EXERCISE AIM | Sift through the material below and return the lines with "wheel".

RECORDS |
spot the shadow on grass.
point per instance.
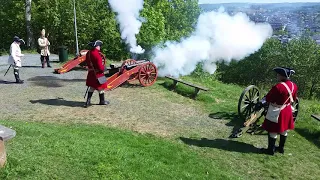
(313, 137)
(237, 123)
(227, 145)
(51, 81)
(169, 86)
(7, 82)
(58, 102)
(32, 66)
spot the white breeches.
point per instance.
(275, 135)
(91, 89)
(15, 66)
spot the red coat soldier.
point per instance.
(95, 71)
(280, 95)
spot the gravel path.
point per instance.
(50, 97)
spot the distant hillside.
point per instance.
(230, 6)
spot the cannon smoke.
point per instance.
(218, 36)
(128, 17)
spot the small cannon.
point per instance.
(251, 107)
(130, 70)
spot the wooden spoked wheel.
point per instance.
(247, 102)
(295, 109)
(148, 74)
(104, 61)
(130, 62)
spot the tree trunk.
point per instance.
(30, 40)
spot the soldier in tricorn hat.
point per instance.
(95, 71)
(15, 57)
(280, 97)
(44, 44)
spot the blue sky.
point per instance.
(254, 1)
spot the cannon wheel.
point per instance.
(104, 60)
(148, 74)
(295, 111)
(247, 101)
(130, 62)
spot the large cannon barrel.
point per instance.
(137, 63)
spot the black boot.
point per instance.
(16, 75)
(283, 139)
(88, 102)
(48, 63)
(102, 101)
(271, 146)
(42, 61)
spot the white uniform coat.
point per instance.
(44, 43)
(15, 55)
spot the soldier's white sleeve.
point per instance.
(41, 43)
(13, 52)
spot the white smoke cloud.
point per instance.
(128, 12)
(218, 36)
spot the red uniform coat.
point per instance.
(279, 94)
(93, 75)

RESPONSE AREA |
spot the wooden spoked wheel.
spot the cannon wheel.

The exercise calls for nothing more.